### Problem requirements
Reproduce the lines below from the one that contains "If you could place a marker on the sculpture" through the end, inclusive, and add nothing.

### Data
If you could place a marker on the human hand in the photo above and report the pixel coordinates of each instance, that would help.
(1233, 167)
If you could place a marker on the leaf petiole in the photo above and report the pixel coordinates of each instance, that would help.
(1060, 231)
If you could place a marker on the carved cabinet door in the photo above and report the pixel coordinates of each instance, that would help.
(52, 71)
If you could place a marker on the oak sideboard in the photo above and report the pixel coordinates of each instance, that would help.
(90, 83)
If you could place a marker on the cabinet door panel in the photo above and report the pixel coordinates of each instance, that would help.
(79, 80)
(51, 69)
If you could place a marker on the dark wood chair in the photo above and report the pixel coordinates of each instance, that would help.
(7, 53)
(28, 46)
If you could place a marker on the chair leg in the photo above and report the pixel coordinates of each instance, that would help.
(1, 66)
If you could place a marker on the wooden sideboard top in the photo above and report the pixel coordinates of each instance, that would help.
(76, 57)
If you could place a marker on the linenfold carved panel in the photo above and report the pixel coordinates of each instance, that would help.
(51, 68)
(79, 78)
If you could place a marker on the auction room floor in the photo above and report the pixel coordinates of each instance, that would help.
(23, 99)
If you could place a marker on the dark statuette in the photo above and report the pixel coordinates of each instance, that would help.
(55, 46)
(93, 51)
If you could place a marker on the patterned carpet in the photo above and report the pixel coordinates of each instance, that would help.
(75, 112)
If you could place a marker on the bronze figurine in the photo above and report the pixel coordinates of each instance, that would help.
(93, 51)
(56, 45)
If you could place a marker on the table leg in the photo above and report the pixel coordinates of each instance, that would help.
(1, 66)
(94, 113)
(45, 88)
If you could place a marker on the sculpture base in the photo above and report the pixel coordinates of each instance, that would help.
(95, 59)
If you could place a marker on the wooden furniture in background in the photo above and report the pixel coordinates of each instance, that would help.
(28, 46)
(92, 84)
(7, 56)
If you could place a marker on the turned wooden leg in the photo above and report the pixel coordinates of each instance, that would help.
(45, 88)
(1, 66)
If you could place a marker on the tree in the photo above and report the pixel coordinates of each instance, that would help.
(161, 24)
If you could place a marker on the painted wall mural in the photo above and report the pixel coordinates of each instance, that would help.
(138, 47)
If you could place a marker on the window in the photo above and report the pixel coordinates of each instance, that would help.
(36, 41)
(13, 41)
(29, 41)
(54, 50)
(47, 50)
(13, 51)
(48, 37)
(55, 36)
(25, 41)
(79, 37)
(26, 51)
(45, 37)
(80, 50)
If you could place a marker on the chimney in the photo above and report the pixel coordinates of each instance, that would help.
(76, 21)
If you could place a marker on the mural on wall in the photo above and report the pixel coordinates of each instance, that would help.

### Final answer
If you could place a marker on the sculpture base in the photo above and report the pixel coordinates of each instance, that would help.
(95, 59)
If you could place a marker on the wooden furniture in background in the photo above and report the pixel coordinates of each instance, that would help.
(28, 46)
(92, 84)
(7, 56)
If you could place a marker on the turned wooden leg in the photo above and report the pixel coordinates of each instance, that would help.
(45, 88)
(1, 66)
If you could place a marker on the tree in the photo above and report the pixel coordinates of each instance, that would help.
(161, 24)
If you could place a marker on the painted wall mural in the photo above and report the pixel coordinates of each instance, that would help.
(138, 47)
If you could place a marker on the window in the photo above and report the pixel coordinates of each instance, that would help.
(36, 41)
(13, 41)
(29, 41)
(54, 50)
(47, 50)
(13, 51)
(48, 37)
(55, 36)
(25, 41)
(79, 37)
(26, 51)
(45, 37)
(80, 50)
If you could place a marker on the chimney in the photo above and report the pixel coordinates of each instance, that would help.
(76, 21)
If you could place a marker on the mural on wall in the photo above and report the pixel coordinates of each instance, that would help.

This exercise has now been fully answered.